● **Task to complete**: Copy every line of the data that contains the string "after".

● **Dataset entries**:
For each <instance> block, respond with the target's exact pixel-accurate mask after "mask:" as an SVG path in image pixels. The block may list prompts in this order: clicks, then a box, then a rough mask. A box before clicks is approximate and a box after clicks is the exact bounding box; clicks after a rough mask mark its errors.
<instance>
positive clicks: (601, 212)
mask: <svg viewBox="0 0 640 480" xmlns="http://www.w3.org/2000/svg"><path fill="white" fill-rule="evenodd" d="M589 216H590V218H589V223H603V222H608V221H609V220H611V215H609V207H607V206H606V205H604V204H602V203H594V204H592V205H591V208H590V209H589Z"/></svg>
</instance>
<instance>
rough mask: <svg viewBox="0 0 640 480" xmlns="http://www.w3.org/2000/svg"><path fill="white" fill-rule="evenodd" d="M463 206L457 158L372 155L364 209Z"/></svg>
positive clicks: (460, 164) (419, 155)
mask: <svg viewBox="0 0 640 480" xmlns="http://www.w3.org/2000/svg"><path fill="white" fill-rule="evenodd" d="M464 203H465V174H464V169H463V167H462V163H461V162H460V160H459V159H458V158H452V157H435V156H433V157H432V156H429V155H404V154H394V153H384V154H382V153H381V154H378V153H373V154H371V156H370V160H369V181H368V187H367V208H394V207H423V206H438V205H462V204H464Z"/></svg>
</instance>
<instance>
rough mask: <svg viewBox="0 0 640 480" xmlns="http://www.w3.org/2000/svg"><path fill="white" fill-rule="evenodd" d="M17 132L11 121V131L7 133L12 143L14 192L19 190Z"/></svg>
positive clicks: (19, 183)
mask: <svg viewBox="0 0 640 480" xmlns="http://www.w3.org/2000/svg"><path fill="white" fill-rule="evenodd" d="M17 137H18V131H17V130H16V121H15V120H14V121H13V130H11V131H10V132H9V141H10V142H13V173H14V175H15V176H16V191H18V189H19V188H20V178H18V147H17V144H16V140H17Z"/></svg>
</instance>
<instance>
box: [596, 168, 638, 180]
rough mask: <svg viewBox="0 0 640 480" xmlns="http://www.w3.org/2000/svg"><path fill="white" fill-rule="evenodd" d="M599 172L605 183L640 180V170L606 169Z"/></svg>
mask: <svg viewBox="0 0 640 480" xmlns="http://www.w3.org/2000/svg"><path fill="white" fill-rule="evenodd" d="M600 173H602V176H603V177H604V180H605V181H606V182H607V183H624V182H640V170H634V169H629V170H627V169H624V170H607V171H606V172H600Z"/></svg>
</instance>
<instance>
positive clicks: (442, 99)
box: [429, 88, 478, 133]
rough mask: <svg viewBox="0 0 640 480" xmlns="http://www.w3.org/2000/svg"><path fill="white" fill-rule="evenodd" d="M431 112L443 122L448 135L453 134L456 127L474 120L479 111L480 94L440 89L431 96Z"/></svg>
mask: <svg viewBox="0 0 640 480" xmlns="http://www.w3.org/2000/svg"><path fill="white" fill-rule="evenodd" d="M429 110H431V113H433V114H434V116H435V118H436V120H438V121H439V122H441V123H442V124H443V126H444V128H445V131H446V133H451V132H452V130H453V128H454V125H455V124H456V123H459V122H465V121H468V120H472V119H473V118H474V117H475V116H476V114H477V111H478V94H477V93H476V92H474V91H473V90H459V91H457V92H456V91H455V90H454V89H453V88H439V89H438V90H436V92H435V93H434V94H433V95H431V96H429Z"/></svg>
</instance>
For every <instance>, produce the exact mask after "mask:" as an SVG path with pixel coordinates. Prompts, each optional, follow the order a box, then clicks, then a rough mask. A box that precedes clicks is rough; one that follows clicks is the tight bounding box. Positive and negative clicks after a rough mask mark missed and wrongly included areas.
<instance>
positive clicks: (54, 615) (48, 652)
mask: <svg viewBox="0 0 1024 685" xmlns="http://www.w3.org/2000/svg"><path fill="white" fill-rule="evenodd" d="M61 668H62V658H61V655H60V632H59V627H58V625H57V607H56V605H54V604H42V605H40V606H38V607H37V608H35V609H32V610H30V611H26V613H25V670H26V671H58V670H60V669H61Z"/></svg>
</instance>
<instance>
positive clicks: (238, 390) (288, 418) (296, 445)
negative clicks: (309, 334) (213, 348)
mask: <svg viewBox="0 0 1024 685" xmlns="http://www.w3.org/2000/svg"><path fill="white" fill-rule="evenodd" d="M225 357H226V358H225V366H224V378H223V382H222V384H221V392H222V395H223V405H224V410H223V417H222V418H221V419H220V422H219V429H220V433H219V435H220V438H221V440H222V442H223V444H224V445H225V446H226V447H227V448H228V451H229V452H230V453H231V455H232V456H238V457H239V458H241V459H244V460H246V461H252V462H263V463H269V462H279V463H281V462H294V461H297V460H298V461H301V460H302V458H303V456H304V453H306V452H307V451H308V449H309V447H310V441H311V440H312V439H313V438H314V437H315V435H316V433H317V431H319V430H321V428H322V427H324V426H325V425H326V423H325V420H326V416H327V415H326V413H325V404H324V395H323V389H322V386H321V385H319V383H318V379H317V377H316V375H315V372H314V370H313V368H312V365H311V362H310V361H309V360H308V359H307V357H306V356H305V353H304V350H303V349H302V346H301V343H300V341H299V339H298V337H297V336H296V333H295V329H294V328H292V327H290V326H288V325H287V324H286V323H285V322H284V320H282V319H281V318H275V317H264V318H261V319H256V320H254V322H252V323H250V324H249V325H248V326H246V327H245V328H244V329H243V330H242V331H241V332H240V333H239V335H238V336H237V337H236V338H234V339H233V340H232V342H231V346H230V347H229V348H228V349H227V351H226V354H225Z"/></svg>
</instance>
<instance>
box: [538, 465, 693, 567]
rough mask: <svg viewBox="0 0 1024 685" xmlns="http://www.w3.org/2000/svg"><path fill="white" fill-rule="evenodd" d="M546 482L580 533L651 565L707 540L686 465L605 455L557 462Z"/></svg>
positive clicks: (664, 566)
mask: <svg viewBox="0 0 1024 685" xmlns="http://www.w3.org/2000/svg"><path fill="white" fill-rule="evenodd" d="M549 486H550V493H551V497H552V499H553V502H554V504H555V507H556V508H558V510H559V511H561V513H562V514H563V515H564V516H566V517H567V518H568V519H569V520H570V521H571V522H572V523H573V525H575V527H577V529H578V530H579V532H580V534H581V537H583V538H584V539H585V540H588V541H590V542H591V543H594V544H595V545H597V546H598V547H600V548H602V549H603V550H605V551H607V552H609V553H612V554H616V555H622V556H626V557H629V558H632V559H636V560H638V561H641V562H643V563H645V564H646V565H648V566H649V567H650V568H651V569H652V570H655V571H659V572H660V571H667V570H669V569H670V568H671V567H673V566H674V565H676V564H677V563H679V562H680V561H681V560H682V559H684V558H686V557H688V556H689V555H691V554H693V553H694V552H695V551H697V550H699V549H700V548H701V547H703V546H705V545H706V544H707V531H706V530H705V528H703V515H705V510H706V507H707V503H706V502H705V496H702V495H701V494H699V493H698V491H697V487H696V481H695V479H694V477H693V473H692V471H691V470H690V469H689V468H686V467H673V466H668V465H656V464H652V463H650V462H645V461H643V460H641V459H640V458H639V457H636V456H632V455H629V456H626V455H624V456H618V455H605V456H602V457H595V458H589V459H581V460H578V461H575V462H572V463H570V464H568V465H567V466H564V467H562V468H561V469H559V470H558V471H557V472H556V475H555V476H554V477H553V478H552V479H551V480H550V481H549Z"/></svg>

● **Written reply**:
For each <instance> block, respond with the target's exact pixel-accurate mask after "mask:" as an SVG path in image pixels. The block may list prompts in this order: clicks, then a box, then a rough mask. A box before clicks is approximate and a box after clicks is the exact bounding box; clicks after a rough mask mark its errors.
For every <instance>, produce the exact mask after "mask:" as an SVG path with pixel coordinates. Prompts, each optional, follow the order a box, then clicks, then a rough mask. A box that precedes clicks is rough; one that follows clicks is the tight bounding box. Positive and negative clicks after a rough mask mark missed and wrongly included areas.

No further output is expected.